## WHAT IS ASKED:
Please report every line in the entries below that contains the string "tree", copying each such line in full. Treat the match as case-sensitive.

--- start of AVAILABLE DATA ---

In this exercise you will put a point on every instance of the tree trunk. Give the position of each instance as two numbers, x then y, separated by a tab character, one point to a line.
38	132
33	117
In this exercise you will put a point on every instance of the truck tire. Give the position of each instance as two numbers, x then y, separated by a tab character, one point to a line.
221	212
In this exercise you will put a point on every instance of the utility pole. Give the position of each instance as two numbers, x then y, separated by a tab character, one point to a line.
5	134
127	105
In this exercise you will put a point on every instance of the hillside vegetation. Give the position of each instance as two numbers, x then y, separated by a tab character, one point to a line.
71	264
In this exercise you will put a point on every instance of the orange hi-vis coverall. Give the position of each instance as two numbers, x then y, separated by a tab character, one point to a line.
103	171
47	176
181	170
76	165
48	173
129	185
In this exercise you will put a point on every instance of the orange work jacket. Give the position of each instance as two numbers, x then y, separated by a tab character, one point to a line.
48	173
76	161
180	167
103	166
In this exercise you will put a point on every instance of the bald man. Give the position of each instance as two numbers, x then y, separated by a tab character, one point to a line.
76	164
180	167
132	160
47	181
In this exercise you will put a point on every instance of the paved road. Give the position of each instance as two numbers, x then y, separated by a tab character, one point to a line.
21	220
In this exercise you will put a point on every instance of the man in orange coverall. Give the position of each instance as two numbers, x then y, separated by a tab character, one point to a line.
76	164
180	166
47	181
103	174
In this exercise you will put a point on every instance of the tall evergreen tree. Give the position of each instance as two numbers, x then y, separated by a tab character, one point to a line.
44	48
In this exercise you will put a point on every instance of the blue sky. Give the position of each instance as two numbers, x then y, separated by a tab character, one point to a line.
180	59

--- end of AVAILABLE DATA ---
--- start of AVAILABLE DATA ---

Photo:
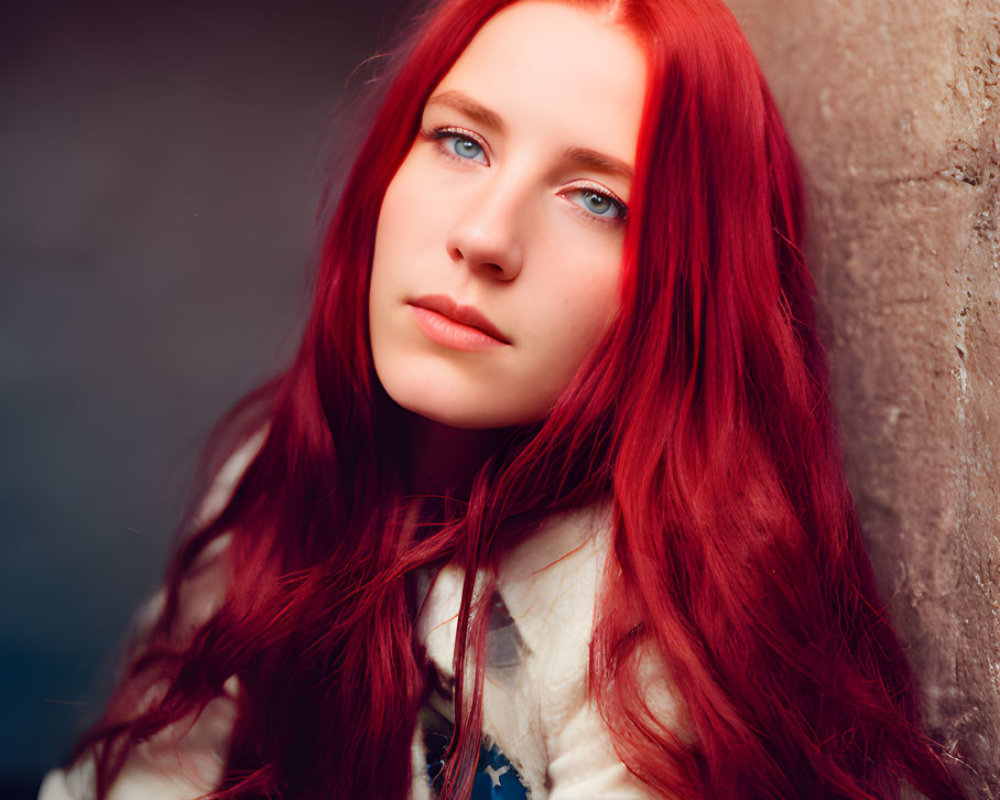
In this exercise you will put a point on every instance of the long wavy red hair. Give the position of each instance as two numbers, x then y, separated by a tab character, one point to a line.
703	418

--- end of AVAILABLE DATA ---

## WRITTEN RESPONSE:
In this exercise you will put a point on every instance of the tree trunk. Give the position of each instance as two numbers, x then y, separated by a tab character, one point to a line.
In this exercise you will put a point on every instance of the tall evergreen tree. Give the position of each instance as two numbers, x then y, separated by a tab character, one point to a line.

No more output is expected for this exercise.